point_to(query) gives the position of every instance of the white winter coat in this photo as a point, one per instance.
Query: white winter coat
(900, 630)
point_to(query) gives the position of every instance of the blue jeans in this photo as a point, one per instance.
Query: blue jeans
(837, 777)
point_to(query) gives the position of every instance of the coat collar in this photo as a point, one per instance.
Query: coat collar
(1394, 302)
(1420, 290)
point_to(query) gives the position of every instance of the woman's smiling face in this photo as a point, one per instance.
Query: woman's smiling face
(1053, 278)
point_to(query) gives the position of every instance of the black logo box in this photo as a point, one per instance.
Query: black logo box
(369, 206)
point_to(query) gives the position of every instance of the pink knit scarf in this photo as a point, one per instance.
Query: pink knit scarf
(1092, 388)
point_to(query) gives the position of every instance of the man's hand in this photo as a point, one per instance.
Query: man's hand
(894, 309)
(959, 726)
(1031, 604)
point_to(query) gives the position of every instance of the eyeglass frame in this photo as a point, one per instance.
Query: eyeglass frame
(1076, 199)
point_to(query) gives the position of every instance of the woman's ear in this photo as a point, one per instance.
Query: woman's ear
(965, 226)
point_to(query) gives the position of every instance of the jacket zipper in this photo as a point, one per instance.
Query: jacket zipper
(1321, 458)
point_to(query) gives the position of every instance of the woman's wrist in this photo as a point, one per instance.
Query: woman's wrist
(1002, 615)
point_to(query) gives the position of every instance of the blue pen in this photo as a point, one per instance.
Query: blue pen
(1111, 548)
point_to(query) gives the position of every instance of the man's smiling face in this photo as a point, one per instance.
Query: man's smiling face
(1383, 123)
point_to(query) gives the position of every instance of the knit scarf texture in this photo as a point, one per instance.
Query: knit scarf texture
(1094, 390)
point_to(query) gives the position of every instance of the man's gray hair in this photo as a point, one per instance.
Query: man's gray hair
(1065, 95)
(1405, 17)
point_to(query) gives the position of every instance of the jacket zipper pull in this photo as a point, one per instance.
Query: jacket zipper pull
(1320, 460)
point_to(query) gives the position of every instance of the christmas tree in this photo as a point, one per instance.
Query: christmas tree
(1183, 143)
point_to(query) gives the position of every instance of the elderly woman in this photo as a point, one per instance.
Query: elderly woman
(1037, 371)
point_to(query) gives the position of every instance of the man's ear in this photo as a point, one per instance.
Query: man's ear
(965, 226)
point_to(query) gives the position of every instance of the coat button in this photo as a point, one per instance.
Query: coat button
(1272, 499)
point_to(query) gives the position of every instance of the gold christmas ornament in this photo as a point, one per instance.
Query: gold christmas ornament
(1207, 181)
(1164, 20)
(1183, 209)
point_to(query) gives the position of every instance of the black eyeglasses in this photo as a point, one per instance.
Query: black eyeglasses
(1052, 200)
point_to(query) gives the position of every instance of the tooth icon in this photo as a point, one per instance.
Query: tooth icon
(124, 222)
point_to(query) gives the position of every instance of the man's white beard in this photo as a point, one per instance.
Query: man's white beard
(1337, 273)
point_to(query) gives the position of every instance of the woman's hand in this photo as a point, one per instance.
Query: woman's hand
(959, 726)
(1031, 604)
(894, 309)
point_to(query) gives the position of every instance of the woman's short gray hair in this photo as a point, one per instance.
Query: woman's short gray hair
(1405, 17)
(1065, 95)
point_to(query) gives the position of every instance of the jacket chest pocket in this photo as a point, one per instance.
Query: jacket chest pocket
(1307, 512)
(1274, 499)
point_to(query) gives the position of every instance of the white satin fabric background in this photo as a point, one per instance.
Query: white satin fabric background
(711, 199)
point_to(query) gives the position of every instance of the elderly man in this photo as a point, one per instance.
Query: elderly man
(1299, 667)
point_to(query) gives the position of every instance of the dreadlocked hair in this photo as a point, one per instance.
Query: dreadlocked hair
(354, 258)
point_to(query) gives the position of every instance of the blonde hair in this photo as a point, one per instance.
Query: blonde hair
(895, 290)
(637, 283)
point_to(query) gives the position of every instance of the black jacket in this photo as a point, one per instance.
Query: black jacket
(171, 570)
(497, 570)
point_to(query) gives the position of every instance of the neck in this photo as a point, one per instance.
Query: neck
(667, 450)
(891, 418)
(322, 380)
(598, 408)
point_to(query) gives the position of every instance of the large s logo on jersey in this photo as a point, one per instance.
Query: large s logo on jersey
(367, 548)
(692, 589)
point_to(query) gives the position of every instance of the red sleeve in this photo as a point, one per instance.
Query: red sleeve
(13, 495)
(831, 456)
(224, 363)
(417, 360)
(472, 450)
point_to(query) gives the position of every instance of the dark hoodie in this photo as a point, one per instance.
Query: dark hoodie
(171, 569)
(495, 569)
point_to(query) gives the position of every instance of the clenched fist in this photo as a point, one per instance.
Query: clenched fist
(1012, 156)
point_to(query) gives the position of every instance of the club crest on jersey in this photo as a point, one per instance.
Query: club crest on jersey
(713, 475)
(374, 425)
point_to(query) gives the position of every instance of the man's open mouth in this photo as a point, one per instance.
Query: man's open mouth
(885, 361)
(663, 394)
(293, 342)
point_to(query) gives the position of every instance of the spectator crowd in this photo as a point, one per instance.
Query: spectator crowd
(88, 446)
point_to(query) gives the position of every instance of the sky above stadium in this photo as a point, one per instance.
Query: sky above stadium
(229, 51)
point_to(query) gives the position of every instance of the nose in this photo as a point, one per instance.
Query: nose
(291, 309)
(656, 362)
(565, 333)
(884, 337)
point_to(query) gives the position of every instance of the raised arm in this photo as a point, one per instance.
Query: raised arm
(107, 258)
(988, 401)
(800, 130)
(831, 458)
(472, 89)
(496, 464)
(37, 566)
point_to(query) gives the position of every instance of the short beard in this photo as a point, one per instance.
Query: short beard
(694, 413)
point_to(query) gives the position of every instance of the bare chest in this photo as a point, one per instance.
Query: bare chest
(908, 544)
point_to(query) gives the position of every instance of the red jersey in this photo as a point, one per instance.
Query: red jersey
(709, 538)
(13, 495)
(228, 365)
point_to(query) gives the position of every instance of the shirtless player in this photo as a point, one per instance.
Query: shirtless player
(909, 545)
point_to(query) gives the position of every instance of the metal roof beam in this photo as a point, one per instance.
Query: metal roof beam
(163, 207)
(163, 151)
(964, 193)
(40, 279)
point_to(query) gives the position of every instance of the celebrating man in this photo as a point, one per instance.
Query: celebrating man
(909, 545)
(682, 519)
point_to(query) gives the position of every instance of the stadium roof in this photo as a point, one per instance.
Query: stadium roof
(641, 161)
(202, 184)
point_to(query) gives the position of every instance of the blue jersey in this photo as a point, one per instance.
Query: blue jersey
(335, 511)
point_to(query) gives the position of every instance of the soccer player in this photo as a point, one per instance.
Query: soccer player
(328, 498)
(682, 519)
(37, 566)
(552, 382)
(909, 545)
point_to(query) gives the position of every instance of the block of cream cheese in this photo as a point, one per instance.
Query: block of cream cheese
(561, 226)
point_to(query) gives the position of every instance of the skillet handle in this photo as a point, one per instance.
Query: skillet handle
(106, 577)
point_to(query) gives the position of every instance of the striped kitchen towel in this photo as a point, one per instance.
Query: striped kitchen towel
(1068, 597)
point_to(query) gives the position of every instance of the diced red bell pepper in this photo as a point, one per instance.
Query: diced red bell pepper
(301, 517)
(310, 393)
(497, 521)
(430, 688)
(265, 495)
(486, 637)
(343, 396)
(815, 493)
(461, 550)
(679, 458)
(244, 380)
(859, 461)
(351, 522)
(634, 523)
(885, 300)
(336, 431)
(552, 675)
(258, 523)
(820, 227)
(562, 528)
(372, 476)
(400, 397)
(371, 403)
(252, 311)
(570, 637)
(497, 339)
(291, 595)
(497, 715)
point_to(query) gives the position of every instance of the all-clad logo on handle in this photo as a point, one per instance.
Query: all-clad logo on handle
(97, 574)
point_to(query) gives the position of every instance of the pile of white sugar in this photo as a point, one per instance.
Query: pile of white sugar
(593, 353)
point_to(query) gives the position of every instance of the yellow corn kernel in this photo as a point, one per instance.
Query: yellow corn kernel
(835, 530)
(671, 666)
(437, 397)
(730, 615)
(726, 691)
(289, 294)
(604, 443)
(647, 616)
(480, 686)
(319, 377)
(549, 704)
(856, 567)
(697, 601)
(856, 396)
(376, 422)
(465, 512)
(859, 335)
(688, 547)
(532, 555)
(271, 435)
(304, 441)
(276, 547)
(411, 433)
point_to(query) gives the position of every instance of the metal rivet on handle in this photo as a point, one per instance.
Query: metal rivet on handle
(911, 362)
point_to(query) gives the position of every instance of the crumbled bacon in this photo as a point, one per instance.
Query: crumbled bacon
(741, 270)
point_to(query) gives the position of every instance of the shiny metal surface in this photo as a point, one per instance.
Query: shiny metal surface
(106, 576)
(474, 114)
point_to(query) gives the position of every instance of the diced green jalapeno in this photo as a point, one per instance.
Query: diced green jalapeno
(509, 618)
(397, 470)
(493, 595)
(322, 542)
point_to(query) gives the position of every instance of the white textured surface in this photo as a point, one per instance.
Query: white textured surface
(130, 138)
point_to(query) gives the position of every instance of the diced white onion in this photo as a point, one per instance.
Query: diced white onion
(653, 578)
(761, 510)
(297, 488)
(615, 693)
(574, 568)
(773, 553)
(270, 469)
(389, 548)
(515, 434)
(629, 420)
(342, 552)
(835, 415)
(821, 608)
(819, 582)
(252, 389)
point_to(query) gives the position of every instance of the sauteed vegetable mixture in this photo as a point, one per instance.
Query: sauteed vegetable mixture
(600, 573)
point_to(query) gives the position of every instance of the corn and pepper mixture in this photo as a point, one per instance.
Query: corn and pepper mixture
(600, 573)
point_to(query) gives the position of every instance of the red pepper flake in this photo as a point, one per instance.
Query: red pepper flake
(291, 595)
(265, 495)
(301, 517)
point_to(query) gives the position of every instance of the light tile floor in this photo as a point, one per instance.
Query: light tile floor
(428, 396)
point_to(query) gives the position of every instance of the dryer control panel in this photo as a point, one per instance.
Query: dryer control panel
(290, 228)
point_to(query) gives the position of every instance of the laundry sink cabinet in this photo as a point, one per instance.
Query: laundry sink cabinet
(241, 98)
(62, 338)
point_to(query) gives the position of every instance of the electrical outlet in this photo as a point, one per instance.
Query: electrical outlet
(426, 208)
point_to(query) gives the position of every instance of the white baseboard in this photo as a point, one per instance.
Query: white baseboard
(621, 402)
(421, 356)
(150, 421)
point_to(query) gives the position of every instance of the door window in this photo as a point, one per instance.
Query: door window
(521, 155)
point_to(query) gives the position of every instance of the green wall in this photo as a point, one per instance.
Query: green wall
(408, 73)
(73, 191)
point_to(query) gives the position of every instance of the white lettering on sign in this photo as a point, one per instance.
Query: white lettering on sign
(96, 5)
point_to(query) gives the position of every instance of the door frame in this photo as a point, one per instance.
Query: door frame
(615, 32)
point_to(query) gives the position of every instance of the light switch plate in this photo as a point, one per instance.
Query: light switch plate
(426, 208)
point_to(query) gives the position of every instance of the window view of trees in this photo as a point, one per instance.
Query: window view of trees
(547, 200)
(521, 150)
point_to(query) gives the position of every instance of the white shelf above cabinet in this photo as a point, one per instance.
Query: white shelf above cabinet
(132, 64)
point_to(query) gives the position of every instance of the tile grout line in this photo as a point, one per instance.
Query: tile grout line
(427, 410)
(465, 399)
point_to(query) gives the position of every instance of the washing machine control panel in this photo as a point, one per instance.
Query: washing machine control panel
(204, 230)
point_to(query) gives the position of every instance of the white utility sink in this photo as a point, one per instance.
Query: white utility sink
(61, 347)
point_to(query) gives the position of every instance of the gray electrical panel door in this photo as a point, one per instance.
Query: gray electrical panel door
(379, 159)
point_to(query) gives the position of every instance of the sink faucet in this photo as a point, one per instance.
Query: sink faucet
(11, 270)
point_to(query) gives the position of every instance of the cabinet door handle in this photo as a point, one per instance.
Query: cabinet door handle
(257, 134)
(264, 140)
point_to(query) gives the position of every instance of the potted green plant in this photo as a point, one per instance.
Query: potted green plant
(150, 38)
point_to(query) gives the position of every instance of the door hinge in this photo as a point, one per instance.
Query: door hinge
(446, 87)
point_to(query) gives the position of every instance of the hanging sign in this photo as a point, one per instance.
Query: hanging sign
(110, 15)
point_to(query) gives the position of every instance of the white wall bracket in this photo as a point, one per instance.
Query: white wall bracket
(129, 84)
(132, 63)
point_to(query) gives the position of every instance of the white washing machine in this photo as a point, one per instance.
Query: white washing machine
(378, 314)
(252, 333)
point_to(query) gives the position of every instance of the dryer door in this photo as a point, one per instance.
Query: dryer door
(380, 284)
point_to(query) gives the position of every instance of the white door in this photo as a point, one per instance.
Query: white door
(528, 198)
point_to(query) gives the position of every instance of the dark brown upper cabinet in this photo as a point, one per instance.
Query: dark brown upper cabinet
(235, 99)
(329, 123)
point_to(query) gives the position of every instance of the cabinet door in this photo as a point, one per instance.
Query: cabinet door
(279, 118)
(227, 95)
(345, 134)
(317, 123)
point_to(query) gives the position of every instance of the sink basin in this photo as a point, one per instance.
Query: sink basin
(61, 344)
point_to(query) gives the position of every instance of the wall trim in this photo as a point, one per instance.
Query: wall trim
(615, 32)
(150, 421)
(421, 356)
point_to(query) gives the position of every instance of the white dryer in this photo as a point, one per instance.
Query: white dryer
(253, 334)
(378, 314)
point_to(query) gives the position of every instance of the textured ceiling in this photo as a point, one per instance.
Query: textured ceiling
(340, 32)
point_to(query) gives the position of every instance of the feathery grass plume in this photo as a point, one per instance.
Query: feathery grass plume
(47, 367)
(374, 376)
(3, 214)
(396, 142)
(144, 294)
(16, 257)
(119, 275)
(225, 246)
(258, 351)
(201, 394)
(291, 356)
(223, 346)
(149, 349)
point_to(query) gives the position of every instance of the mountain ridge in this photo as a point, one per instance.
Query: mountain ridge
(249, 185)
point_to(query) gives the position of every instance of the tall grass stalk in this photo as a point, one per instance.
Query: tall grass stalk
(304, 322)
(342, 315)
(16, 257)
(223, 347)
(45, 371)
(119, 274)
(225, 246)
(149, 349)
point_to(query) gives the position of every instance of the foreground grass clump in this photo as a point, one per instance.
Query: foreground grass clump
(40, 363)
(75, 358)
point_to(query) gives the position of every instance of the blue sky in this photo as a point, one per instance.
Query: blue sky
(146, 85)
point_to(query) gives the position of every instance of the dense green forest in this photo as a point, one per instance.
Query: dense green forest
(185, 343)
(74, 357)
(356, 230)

━━━━━━━━━━━━━━━━━━━━━━━━━━━━━━

TASK DIRECTIONS →
Quote verbatim the lines from the line containing "the man's hand" through the line containing "(1320, 460)", both ends included.

FINAL RESULT →
point_to(query) gives the position of every instance of the man's hand in this photo as a point, one per instance.
Query: man's hand
(894, 309)
(959, 726)
(1031, 604)
point_to(query) gives the position of every instance of the eyeglass frame in this photo as a point, one per instance.
Query: eyeglass frame
(1076, 199)
point_to(query) gives the position of every instance of the woman's ear in this photo as a point, one per instance.
Query: woman's ear
(965, 226)
point_to(query) gives the position of every instance of the jacket zipper in this photo as a point, one per instance.
Query: jacket zipper
(1321, 458)
point_to(query) gives the position of every instance of the woman's wrist in this photo as a point, one per instance.
Query: woman's wrist
(1002, 615)
point_to(query) gives the position of every instance of the blue pen in this photo as a point, one per instance.
Query: blue pen
(1111, 548)
point_to(query) gives the position of every instance of the man's smiling face in this photo as a point, one per instance.
Query: man's smiling face
(1383, 123)
point_to(query) gives the position of every instance of the knit scarf texture in this photo as a point, one per instance.
Query: knit scarf texture
(1094, 390)
point_to(query) gives the position of every instance of the man's gray hair in this photo as a point, one per instance.
Query: man's gray hair
(1065, 95)
(1405, 17)
point_to(query) gives the position of every instance of the jacket zipper pull in this photo as a point, one per instance.
Query: jacket zipper pull
(1320, 460)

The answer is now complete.